(WORK ITEM): Write each entry out again exactly, with nothing omitted.

....

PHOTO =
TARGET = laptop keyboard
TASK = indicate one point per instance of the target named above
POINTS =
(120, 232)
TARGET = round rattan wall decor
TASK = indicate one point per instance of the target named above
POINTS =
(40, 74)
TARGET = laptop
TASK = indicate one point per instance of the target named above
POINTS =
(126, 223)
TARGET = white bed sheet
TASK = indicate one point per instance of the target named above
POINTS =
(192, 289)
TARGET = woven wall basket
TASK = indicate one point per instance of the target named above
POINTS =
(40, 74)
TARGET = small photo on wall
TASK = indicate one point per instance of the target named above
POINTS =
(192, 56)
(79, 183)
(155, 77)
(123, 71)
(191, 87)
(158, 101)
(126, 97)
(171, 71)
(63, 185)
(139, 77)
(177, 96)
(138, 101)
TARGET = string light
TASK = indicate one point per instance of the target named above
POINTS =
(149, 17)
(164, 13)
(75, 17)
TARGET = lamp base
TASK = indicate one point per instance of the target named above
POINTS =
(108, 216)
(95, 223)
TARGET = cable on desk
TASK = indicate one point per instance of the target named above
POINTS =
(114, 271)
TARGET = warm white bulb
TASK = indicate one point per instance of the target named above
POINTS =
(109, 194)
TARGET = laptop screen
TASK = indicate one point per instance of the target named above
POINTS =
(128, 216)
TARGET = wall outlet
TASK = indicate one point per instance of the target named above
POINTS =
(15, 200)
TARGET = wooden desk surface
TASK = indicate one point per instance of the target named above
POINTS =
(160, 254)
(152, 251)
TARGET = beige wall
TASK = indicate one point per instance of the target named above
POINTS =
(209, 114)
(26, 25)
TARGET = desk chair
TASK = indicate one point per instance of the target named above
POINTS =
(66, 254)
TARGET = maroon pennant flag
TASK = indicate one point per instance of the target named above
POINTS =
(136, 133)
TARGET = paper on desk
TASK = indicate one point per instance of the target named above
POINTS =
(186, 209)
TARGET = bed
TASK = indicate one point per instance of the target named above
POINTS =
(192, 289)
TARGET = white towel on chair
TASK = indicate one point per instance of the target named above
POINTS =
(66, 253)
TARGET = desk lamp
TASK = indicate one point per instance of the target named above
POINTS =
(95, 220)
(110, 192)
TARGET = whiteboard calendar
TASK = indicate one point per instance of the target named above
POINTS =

....

(OUTPUT FOR THIS TASK):
PHOTO =
TARGET = laptop keyboard
TASK = indicate one point per instance of the target named above
POINTS =
(120, 232)
TARGET = round rattan wall decor
TASK = indicate one point per instance of the target named above
POINTS =
(40, 74)
TARGET = laptop
TASK = indicate one point per instance of the target named above
POINTS =
(126, 223)
TARGET = white bed sheet
TASK = indicate one point per instance of the target named above
POINTS =
(192, 289)
TARGET = woven wall basket
TASK = indicate one point per instance of the target named above
POINTS =
(40, 74)
TARGET = small photo on wall
TASK = indicate one point per instance of the target named above
POINTS =
(192, 56)
(79, 183)
(155, 77)
(123, 71)
(191, 87)
(158, 101)
(126, 97)
(171, 71)
(63, 185)
(139, 77)
(177, 96)
(138, 101)
TARGET = string light
TASK = indicate one point per instance of the target named above
POINTS =
(149, 17)
(164, 13)
(75, 17)
TARGET = lamp base
TASK = indicate one point per instance of the target named above
POINTS =
(108, 216)
(95, 223)
TARGET = cable on desk
TASK = indicate one point per instance of the target named above
POINTS =
(114, 271)
TARGET = warm white bulb
TASK = indicate one point per instance of the target named above
POINTS =
(109, 194)
TARGET = laptop screen
TASK = indicate one point per instance of the target named above
POINTS =
(128, 216)
TARGET = wall outlet
TASK = indicate one point per instance of the target named above
POINTS =
(15, 200)
TARGET = wooden desk surface
TASK = indicate one point per instance of the target named above
POINTS =
(160, 254)
(152, 251)
TARGET = beige wall
TASK = indicate one point per instance of the target named above
POINTS =
(209, 114)
(26, 25)
TARGET = desk chair
TASK = indicate one point per instance of the target named above
POINTS =
(66, 254)
TARGET = maroon pennant flag
TASK = indicate one point per instance of the target named above
POINTS =
(136, 133)
TARGET = paper on desk
TASK = indicate one point per instance of the target named above
POINTS =
(186, 209)
TARGET = bed
TASK = indicate one point per instance of the target named above
POINTS =
(192, 289)
TARGET = white towel on chair
TASK = indicate one point per instance of the target named above
POINTS =
(66, 253)
TARGET = desk lamp
TASK = indicate one point per instance of the target named above
POINTS =
(95, 220)
(110, 192)
TARGET = whiteboard calendar
TASK = indicate one point per instance of the target named above
POINTS =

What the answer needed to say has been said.